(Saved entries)
—————
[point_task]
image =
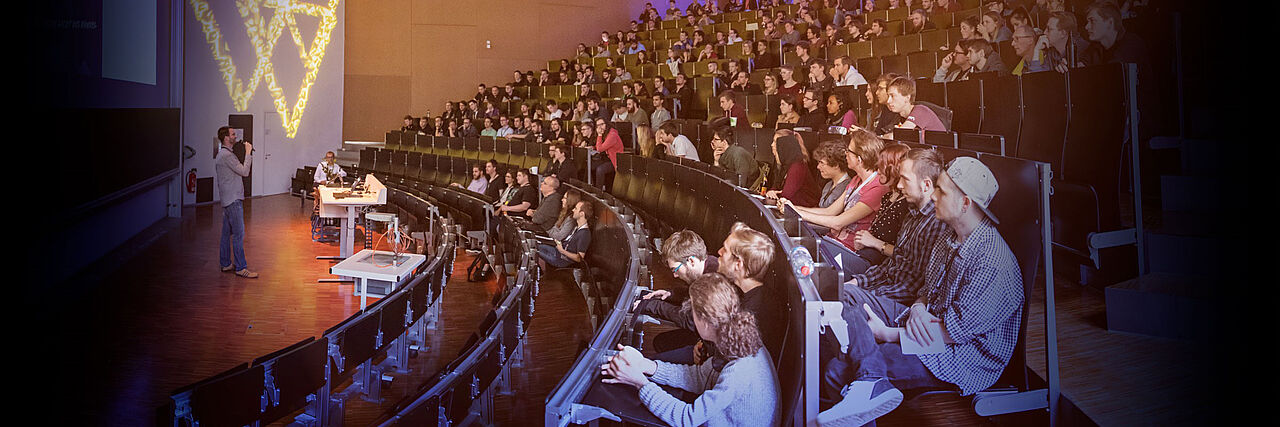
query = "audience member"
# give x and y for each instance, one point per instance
(734, 157)
(796, 183)
(972, 302)
(571, 249)
(744, 391)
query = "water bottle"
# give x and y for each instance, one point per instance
(801, 262)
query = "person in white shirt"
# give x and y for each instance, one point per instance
(553, 111)
(845, 73)
(677, 145)
(327, 173)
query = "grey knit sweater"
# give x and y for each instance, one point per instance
(745, 393)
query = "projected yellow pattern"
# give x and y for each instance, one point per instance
(264, 36)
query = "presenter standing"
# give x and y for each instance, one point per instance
(228, 175)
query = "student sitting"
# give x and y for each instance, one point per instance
(743, 393)
(571, 249)
(972, 302)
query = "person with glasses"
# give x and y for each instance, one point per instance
(685, 252)
(955, 65)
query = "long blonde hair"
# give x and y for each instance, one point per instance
(716, 302)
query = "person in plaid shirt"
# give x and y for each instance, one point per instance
(973, 290)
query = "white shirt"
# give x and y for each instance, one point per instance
(682, 147)
(324, 170)
(851, 78)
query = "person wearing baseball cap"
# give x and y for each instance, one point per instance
(972, 302)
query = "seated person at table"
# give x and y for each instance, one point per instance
(561, 166)
(548, 205)
(685, 253)
(972, 302)
(571, 249)
(860, 198)
(743, 393)
(479, 183)
(798, 184)
(524, 200)
(871, 243)
(328, 173)
(832, 168)
(734, 157)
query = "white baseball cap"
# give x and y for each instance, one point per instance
(976, 180)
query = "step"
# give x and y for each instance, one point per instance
(1185, 255)
(1160, 304)
(1192, 193)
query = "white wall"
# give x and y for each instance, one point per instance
(206, 101)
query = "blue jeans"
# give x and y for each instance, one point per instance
(553, 257)
(233, 233)
(867, 359)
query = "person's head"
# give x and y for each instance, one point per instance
(786, 148)
(746, 255)
(718, 317)
(727, 100)
(1019, 17)
(964, 192)
(490, 168)
(685, 255)
(836, 104)
(1102, 22)
(969, 27)
(863, 150)
(991, 24)
(787, 73)
(549, 184)
(917, 18)
(584, 212)
(810, 100)
(830, 159)
(901, 96)
(722, 137)
(1060, 27)
(919, 174)
(1024, 41)
(978, 51)
(227, 136)
(891, 163)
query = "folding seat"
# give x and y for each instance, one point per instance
(932, 92)
(883, 46)
(908, 44)
(1001, 104)
(894, 64)
(965, 100)
(1045, 118)
(978, 142)
(922, 65)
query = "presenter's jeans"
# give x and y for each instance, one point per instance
(233, 234)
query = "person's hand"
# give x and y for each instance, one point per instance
(918, 322)
(867, 240)
(882, 333)
(627, 367)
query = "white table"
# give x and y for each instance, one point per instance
(346, 210)
(371, 265)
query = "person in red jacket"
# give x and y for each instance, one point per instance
(607, 142)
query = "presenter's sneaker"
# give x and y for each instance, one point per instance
(863, 403)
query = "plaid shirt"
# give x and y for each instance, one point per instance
(978, 295)
(900, 276)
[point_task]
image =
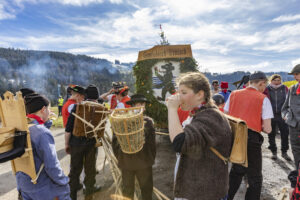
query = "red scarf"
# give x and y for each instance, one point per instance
(193, 112)
(37, 118)
(298, 89)
(113, 102)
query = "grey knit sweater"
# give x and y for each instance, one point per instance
(201, 174)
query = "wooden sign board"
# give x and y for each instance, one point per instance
(166, 51)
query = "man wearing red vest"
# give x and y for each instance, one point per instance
(252, 106)
(117, 96)
(77, 96)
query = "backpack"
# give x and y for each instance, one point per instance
(238, 154)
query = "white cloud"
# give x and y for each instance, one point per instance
(190, 8)
(116, 1)
(295, 62)
(287, 18)
(79, 2)
(4, 13)
(281, 39)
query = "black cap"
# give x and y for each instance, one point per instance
(219, 99)
(26, 91)
(92, 92)
(78, 89)
(137, 98)
(257, 75)
(35, 102)
(296, 69)
(244, 80)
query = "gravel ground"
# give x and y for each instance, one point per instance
(274, 172)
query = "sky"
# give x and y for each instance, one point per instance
(225, 35)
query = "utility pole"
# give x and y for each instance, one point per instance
(163, 40)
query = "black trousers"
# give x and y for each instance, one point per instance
(254, 170)
(295, 143)
(59, 110)
(82, 156)
(277, 121)
(145, 180)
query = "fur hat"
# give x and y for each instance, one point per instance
(78, 89)
(26, 91)
(137, 98)
(296, 69)
(257, 75)
(224, 85)
(219, 99)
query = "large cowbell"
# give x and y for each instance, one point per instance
(164, 76)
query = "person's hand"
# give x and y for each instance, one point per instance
(173, 102)
(111, 90)
(67, 149)
(291, 190)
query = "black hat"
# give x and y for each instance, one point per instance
(257, 75)
(35, 102)
(92, 92)
(137, 98)
(26, 91)
(219, 99)
(78, 89)
(296, 69)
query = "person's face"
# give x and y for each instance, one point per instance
(216, 86)
(80, 98)
(297, 76)
(261, 85)
(139, 104)
(189, 99)
(45, 113)
(276, 81)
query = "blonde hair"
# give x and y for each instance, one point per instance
(274, 76)
(196, 81)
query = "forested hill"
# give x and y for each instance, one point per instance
(46, 71)
(49, 72)
(236, 76)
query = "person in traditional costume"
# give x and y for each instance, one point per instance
(219, 101)
(244, 82)
(138, 165)
(252, 106)
(83, 152)
(77, 96)
(26, 91)
(60, 103)
(291, 114)
(51, 183)
(199, 173)
(117, 96)
(215, 87)
(224, 90)
(277, 93)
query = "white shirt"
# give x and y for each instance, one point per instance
(119, 104)
(267, 111)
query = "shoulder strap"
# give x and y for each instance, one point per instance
(42, 165)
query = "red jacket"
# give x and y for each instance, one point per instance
(246, 104)
(64, 112)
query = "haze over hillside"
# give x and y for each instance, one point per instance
(49, 72)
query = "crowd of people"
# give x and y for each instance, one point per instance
(196, 121)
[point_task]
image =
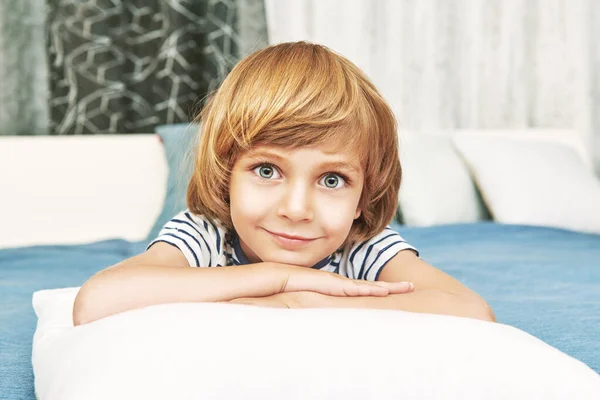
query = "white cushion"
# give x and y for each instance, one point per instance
(436, 186)
(215, 350)
(79, 189)
(533, 183)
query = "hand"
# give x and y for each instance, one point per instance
(296, 279)
(280, 300)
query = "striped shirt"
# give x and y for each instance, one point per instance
(206, 243)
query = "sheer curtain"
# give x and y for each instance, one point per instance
(465, 63)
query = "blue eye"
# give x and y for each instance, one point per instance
(266, 171)
(331, 181)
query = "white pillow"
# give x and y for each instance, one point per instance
(216, 350)
(436, 186)
(533, 183)
(60, 190)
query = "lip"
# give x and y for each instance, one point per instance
(290, 240)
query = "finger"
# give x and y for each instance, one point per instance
(365, 288)
(400, 287)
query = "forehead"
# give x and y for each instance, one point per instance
(322, 155)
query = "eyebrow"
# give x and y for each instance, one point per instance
(329, 164)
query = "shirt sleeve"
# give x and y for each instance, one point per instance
(367, 259)
(195, 236)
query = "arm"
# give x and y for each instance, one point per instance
(431, 301)
(435, 292)
(162, 275)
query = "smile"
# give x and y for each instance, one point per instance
(291, 241)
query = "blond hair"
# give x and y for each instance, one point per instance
(293, 95)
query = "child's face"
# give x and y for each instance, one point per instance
(295, 193)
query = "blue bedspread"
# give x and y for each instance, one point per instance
(543, 281)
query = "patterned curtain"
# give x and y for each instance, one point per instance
(23, 70)
(117, 66)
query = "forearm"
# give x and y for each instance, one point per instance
(127, 287)
(422, 301)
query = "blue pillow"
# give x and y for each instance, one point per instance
(179, 141)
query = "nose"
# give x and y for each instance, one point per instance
(296, 203)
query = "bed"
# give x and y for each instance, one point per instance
(545, 281)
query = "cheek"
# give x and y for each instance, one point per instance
(337, 215)
(247, 201)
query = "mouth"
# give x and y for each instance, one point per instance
(290, 240)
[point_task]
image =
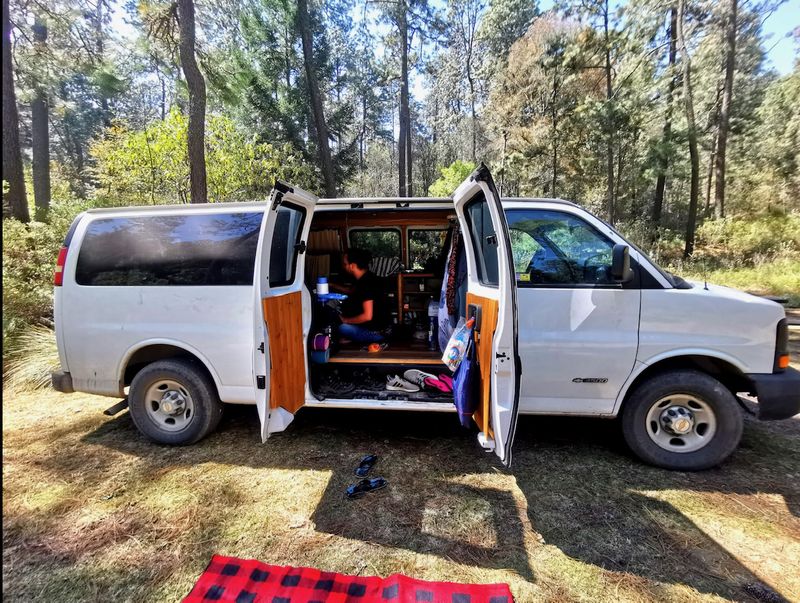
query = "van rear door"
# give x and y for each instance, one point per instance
(279, 360)
(492, 299)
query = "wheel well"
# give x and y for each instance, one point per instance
(724, 372)
(152, 353)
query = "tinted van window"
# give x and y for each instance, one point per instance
—————
* [REQUIREMENT]
Nothing but a number is wanted: report how many lines in the entries above contain the string "wearing".

* [WORKED SOLUTION]
2